Beneath this instruction is a listing. Transcribe from it only the stretch from the line with "Target: blurred green background" through the line with "Where can the thick", both end lines included, exactly as written.

__________

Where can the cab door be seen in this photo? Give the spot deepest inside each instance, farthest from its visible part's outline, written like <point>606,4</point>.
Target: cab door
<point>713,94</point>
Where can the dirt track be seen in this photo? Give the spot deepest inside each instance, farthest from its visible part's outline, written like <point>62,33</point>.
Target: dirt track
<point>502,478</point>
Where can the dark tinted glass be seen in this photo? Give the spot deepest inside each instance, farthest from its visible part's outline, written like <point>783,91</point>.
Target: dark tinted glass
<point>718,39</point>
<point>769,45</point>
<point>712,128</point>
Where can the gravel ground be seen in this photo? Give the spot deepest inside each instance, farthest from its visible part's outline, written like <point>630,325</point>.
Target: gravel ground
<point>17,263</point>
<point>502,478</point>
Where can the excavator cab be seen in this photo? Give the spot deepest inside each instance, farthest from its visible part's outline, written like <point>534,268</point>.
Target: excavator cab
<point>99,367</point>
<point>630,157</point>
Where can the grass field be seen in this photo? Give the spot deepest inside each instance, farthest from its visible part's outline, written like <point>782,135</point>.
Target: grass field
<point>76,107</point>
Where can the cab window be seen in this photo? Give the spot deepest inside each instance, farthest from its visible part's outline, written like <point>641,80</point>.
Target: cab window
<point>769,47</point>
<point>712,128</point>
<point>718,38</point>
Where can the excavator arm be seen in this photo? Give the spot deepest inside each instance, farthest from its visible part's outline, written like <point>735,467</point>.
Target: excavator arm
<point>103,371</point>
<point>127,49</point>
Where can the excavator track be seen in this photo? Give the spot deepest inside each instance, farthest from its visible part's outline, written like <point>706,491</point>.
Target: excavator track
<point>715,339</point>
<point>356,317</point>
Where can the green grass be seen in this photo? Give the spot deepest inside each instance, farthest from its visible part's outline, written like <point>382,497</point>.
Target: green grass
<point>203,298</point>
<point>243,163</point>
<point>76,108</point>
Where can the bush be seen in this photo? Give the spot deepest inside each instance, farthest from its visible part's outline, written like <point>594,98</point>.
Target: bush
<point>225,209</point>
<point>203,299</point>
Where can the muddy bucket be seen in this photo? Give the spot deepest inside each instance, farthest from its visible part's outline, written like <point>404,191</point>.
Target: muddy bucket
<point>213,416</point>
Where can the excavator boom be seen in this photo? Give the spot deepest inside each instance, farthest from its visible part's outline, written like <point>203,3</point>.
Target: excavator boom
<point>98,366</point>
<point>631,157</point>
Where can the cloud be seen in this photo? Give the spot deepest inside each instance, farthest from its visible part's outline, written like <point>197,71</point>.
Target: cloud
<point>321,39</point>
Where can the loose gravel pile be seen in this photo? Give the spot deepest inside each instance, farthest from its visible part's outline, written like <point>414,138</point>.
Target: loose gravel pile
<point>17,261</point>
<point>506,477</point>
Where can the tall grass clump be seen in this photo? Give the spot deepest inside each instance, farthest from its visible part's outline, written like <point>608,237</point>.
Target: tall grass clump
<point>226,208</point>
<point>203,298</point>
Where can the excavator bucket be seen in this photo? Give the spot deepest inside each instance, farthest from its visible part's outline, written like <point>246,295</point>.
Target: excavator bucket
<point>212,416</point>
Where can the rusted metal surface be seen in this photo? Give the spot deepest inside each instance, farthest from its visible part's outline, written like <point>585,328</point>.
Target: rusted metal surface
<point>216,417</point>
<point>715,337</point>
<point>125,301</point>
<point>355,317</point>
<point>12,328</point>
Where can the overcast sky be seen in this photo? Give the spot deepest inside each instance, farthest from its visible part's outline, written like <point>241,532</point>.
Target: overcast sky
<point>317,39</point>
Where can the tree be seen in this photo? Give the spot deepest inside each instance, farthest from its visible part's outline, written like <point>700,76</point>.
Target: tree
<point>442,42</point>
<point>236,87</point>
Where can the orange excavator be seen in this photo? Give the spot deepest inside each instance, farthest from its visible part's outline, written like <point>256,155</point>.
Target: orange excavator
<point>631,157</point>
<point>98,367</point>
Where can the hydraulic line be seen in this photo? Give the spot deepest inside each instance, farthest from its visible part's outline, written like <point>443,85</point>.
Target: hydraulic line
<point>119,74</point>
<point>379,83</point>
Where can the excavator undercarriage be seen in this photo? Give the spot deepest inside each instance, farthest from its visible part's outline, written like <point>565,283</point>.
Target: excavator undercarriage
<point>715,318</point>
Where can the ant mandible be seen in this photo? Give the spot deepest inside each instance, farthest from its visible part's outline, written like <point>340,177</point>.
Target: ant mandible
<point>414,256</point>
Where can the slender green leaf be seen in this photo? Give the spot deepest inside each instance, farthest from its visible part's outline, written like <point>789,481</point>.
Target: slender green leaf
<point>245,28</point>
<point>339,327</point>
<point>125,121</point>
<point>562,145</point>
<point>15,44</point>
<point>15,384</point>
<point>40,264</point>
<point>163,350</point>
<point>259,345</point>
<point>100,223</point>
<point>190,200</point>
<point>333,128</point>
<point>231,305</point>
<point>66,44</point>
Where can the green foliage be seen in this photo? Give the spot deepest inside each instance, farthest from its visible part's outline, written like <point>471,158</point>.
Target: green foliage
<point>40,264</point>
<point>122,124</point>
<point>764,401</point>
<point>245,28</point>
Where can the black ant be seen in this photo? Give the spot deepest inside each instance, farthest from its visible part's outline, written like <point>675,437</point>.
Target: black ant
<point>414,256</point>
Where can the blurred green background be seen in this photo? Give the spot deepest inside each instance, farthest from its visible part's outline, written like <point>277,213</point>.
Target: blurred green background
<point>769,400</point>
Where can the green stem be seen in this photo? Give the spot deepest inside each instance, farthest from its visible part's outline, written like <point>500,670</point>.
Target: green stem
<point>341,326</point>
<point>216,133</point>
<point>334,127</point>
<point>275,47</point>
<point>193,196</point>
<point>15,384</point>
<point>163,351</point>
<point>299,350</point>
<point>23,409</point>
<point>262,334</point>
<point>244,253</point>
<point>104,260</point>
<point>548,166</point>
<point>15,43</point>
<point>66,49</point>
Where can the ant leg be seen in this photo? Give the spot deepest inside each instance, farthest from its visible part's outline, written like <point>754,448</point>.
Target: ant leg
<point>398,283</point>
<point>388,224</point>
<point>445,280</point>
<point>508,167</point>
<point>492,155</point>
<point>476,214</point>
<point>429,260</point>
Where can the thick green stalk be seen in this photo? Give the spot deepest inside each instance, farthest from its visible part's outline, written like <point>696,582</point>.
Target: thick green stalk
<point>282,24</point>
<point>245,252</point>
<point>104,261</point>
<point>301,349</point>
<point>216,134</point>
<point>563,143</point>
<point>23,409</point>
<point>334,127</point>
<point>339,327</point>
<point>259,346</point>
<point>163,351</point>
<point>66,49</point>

__________

**Finished task:**
Target: blurred green background
<point>769,400</point>
Where can the green stem be seen in this photo? Give the spot deepest inside each instance, farthest from its visible part's outline, written like <point>500,670</point>.
Target: green stem
<point>341,326</point>
<point>216,133</point>
<point>334,127</point>
<point>275,47</point>
<point>193,196</point>
<point>15,384</point>
<point>163,351</point>
<point>299,350</point>
<point>23,409</point>
<point>262,334</point>
<point>244,253</point>
<point>104,260</point>
<point>548,166</point>
<point>15,43</point>
<point>66,49</point>
Where can the ant leg be seen in this photo? Give the spot deepest inside each instance, farthest from its visible part's outline, written like <point>754,448</point>.
Target: ant leg
<point>398,283</point>
<point>388,224</point>
<point>445,280</point>
<point>508,167</point>
<point>492,155</point>
<point>476,214</point>
<point>429,260</point>
Where can the thick green stalk be seen in this photo? Give the spot deepest inside each instance, farthest from its visible part's outline, written like <point>696,582</point>.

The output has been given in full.